## WHAT THE TASK ASKS
Write every line of the material out exactly as shown.

Point-based annotation data
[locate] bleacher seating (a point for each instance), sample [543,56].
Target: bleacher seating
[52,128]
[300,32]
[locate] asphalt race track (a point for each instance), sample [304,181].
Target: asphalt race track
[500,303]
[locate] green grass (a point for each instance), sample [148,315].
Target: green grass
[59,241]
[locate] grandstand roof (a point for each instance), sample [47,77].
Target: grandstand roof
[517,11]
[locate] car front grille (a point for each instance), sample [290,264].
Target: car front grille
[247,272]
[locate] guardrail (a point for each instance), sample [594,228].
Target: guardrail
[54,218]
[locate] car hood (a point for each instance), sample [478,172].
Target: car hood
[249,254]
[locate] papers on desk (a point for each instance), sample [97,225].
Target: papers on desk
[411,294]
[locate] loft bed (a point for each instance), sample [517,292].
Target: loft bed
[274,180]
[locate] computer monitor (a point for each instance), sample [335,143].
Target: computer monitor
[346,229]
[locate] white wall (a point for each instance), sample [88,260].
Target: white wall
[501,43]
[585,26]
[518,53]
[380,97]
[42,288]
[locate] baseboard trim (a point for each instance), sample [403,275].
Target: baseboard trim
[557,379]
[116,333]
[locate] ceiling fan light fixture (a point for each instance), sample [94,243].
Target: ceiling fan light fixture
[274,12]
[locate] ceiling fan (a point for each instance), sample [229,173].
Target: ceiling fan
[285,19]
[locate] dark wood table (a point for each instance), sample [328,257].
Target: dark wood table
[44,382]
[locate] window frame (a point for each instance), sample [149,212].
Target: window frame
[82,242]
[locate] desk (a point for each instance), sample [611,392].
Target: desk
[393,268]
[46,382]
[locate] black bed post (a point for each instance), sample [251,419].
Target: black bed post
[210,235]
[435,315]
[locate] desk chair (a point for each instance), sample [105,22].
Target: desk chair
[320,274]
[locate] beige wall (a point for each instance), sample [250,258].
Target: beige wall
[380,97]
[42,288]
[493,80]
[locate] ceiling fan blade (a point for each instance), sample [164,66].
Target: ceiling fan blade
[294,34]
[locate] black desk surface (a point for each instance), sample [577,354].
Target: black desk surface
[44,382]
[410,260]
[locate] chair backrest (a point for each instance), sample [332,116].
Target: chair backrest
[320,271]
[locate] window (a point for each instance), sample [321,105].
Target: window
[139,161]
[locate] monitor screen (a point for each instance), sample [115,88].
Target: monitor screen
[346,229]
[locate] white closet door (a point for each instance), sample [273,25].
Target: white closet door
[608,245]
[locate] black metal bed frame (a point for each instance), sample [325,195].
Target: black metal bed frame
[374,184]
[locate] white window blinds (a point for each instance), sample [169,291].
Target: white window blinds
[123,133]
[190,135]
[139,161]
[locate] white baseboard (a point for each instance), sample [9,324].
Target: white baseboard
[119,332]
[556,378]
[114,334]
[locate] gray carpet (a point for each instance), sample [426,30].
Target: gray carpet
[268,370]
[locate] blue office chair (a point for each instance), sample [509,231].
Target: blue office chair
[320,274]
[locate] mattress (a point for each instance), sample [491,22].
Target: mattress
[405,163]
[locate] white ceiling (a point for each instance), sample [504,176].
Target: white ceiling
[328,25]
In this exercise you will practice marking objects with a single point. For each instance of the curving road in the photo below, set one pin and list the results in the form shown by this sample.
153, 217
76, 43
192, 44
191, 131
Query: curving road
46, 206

## SOLVED PROBLEM
[locate] bleacher seating (a point for each instance), sample [543,56].
Target: bleacher seating
[52,128]
[300,32]
[locate] asphalt race track (a point for each instance), sample [304,181].
Target: asphalt race track
[500,303]
[locate] green grass (a point for each instance), sample [148,315].
Target: green grass
[59,241]
[locate] grandstand roof (a point for each instance), sample [47,77].
Target: grandstand roof
[517,11]
[locate] car front grille (a point for each instance), sample [290,264].
Target: car front grille
[247,272]
[locate] guardrail (a point for each instance), sample [594,228].
Target: guardrail
[54,218]
[locate] car hood (a point for each instance), sample [478,172].
Target: car hood
[249,254]
[locate] papers on desk (a point for each instance), sample [97,225].
Target: papers on desk
[411,294]
[locate] loft bed (a point for each instance), sample [517,292].
Target: loft bed
[274,180]
[locate] computer monitor (a point for each instance), sample [335,143].
Target: computer monitor
[346,229]
[locate] white wall (a point for each instance), sample [88,260].
Target: white wall
[501,43]
[585,26]
[518,53]
[380,97]
[42,288]
[locate] baseboard trim (a point for each instance), sample [403,275].
Target: baseboard trim
[557,379]
[116,333]
[locate] ceiling fan light fixture (a point for each instance), sample [94,243].
Target: ceiling fan light fixture
[274,12]
[locate] ceiling fan (a point for each instance), sample [229,173].
Target: ceiling fan
[285,19]
[locate] dark wood table (a point for each instance), sample [328,257].
Target: dark wood table
[44,382]
[locate] window frame (a point for each instance), sample [149,212].
Target: window frame
[82,242]
[locate] desk (a point for each instance), sample [611,392].
Target: desk
[393,268]
[46,382]
[locate] black bed post (a point for each instance), sample [251,419].
Target: black bed post
[210,235]
[435,315]
[locate] desk chair (a point for each instance), sample [105,22].
Target: desk chair
[320,274]
[locate] beige wall (a point for each instance), sample [250,258].
Target: beige wall
[380,97]
[42,288]
[493,80]
[locate] ceiling fan blade (a point for each instance), sample [164,66].
Target: ceiling fan blade
[294,34]
[locate] black desk surface (a point for each instance), sample [577,354].
Target: black desk surface
[44,382]
[410,260]
[locate] chair backrest (a point for each instance), sample [332,116].
Target: chair backrest
[320,271]
[locate] window (a point for each instance), sample [321,105].
Target: window
[139,161]
[locate] monitor screen (a point for each instance), sample [115,88].
Target: monitor screen
[346,229]
[locate] white closet door (a point for each instance), sample [273,25].
Target: white closet door
[608,245]
[locate] black metal bed frame (a point for each instance), sample [325,195].
Target: black metal bed frame
[374,184]
[locate] white window blinds (a point for each instance), sample [169,291].
Target: white window blinds
[123,133]
[190,135]
[139,161]
[locate] white baseboard (a point for each instance), sample [9,324].
Target: white baseboard
[119,332]
[556,378]
[114,334]
[locate] gray carpet (a point for each instance), sample [426,30].
Target: gray carpet
[268,370]
[locate] blue office chair (a point for each instance), sample [509,231].
Target: blue office chair
[320,274]
[locate] mattress (a point for each instance), sample [491,22].
Target: mattress
[405,163]
[locate] white ceiling (a point for each instance), sample [504,176].
Target: white ceiling
[328,25]
In this exercise you will practice marking objects with a single point. For each instance of the curving road in the photo below, set one pin and list the results in the form shown by this sample.
153, 217
76, 43
192, 44
191, 131
Query: curving road
46, 206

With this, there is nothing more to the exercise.